◆ **TASK BRIEF**
All of the data is to be set down again without any alteration.

----------------

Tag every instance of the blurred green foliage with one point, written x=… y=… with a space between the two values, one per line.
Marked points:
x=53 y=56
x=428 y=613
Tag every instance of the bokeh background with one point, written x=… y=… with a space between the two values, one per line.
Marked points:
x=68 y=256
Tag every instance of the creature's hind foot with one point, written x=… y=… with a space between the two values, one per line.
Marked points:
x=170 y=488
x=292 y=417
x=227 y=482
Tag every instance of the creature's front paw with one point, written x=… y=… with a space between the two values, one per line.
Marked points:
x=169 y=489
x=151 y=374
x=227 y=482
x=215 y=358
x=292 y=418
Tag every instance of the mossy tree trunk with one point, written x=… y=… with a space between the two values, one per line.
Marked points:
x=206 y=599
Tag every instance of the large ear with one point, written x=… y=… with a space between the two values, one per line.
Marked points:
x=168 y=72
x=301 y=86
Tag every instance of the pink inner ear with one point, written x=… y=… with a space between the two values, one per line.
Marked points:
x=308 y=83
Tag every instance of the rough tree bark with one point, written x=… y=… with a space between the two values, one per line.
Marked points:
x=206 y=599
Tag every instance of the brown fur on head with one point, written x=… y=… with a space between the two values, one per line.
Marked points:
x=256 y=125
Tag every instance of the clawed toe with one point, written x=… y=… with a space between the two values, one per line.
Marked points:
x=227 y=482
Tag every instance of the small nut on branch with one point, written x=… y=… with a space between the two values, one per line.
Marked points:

----------------

◆ **TASK SOLUTION**
Tag every instance of the blurred green foliage with one point, written x=… y=… with a space between the two values, one per line.
Marked points:
x=53 y=56
x=428 y=613
Tag every instance of the bokeh background with one point, written x=… y=… with a space between the two values, one per line.
Marked points:
x=68 y=256
Tag every instance of the creature's hind foot with one point, written x=… y=… with a space between the two values, one per line.
Marked points:
x=170 y=488
x=292 y=417
x=227 y=482
Tag every instance of the creature's front paw with one point, written x=… y=… with a space between the two values, one per line.
Marked points:
x=169 y=489
x=151 y=374
x=227 y=482
x=215 y=358
x=292 y=418
Tag every instance of the mossy tree trunk with one point, written x=… y=… with a space between the two values, one per line.
Marked points:
x=206 y=599
Tag every instance of the large ear with one point, written x=… y=… with a space between the two values, one per line.
Marked points:
x=168 y=72
x=301 y=86
Tag every instance of the pink inner ear with one point, written x=… y=… with a space between the two values, one per line.
Marked points:
x=308 y=83
Tag every instance of the rough tree bark with one point, written x=… y=… with a space between the two values, one per line.
Marked points:
x=206 y=599
Tag every instance of the brown fur on head with one point, written x=… y=… with a space between the two values, one per line.
Marked points:
x=256 y=125
Tag every instance of the clawed toe with one point, written x=… y=… with a space between the two values, one per line.
Marked points:
x=227 y=482
Tag every instance of the small nut on branch with one point, written x=… y=… with a space between the two values, one per line.
Marked points:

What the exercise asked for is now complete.